[WHAT IS REQUIRED] Could you return all of the data exactly as given?

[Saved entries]
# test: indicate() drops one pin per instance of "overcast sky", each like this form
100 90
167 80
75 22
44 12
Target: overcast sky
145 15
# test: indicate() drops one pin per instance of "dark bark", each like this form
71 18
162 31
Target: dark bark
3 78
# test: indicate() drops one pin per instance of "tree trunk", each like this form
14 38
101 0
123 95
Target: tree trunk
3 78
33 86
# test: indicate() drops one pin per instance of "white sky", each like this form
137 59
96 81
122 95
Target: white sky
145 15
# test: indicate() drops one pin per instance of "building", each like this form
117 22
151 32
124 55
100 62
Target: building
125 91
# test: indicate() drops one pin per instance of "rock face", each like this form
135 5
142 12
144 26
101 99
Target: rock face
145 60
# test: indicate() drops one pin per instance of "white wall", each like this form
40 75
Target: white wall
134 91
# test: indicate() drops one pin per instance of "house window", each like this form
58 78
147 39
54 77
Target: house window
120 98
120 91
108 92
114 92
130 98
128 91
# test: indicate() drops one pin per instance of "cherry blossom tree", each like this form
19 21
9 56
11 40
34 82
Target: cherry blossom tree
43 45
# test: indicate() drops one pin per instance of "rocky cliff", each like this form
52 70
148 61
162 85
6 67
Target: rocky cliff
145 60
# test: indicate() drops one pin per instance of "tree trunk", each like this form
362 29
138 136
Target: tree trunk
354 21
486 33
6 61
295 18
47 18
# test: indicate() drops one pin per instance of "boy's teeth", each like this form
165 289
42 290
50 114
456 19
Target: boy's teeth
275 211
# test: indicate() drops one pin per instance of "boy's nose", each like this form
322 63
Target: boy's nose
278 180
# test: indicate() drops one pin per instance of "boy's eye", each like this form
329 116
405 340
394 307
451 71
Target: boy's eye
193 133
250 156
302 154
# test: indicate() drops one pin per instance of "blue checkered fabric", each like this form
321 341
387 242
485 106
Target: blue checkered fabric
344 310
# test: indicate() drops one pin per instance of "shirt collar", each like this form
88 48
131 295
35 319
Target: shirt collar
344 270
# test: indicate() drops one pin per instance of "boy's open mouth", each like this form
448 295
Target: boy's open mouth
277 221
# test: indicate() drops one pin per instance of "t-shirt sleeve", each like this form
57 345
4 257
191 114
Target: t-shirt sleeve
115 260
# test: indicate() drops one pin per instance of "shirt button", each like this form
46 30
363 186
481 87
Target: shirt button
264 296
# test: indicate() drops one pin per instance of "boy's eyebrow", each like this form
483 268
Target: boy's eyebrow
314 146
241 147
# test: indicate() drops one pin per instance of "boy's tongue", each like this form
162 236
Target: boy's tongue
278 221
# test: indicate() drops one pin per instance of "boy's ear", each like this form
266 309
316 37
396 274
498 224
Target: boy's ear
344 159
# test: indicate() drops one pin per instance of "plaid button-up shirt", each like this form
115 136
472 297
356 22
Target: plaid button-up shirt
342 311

[RESULT BELOW]
# test: indicate() drops one pin per instance of "overcast sky", each like this form
100 90
167 80
75 22
44 12
Target: overcast sky
145 15
# test: indicate() drops one pin per instance of "dark bark", each like this form
71 18
162 31
Target: dark bark
3 78
# test: indicate() drops one pin per instance of "tree trunk", each like this form
14 38
101 0
123 95
Target: tree trunk
3 78
33 86
# test: indicate() drops one pin per instance of "white sky", each like this form
137 59
96 81
122 95
Target: white sky
145 15
# test: indicate() drops one pin per instance of "building", each like this form
117 22
151 32
124 55
100 62
Target: building
125 91
# test: indicate() drops one pin per instance of "rock face", each like this form
135 5
142 12
144 26
101 99
Target: rock face
145 60
# test: indicate() drops one pin per instance of "white wall", each like this form
40 75
Target: white wall
134 91
# test: indicate() drops one pin per instance of "house window", each like this form
58 78
147 39
54 77
Target: house window
120 98
120 91
108 92
114 92
130 98
128 91
# test: indicate() drops one pin per instance of "cherry blossom tree", each like this form
19 21
9 56
11 40
34 82
Target: cherry blossom tree
43 45
# test: indicate() drops one pin per instance of "rocky cliff", each like this form
52 70
148 61
162 85
6 67
Target: rocky cliff
145 60
# test: indicate() drops one pin per instance of "tree trunk", each like this form
362 29
138 136
Target: tree trunk
354 21
486 33
6 61
295 18
47 18
# test: indicate() drops one pin per instance of "boy's teeth", each like this form
165 289
42 290
50 114
456 19
Target: boy's teeth
275 211
# test: indicate() drops one pin per instance of "boy's nose", each like this form
322 63
Target: boy's nose
278 180
# test: indicate() drops one pin per instance of "boy's eye", each like this form
329 116
405 340
394 307
451 71
Target: boy's eye
193 133
250 156
302 154
# test: indicate() drops one pin per instance of "blue checkered fabric", each like this form
321 341
387 242
485 106
Target: blue checkered fabric
344 310
# test: indicate() drops one pin per instance of "shirt collar", each like this form
88 48
131 295
35 319
Target: shirt collar
344 270
# test: indicate() drops one pin per instance of "boy's open mouth", each like this form
448 295
Target: boy's open mouth
277 221
# test: indicate() drops one pin per instance of "t-shirt sleeve", each like this form
57 345
4 257
191 114
Target: t-shirt sleeve
115 260
# test: indicate() drops one pin per instance of "shirt button", each like this form
46 30
363 186
481 87
Target: shirt button
264 296
# test: indicate() drops one pin per instance of "boy's eyebrow", each like this form
483 268
Target: boy's eyebrow
314 146
241 147
# test: indicate() drops one pin per instance of "boy's tongue", each like this form
162 236
Target: boy's tongue
278 221
# test: indicate() drops one pin per instance of "boy's ear", each like this form
266 309
316 37
396 274
498 224
Target: boy's ear
344 159
# test: indicate() drops one pin per instance of "plaid button-up shirt", each like this form
115 136
472 297
356 22
Target: plaid button-up shirt
342 311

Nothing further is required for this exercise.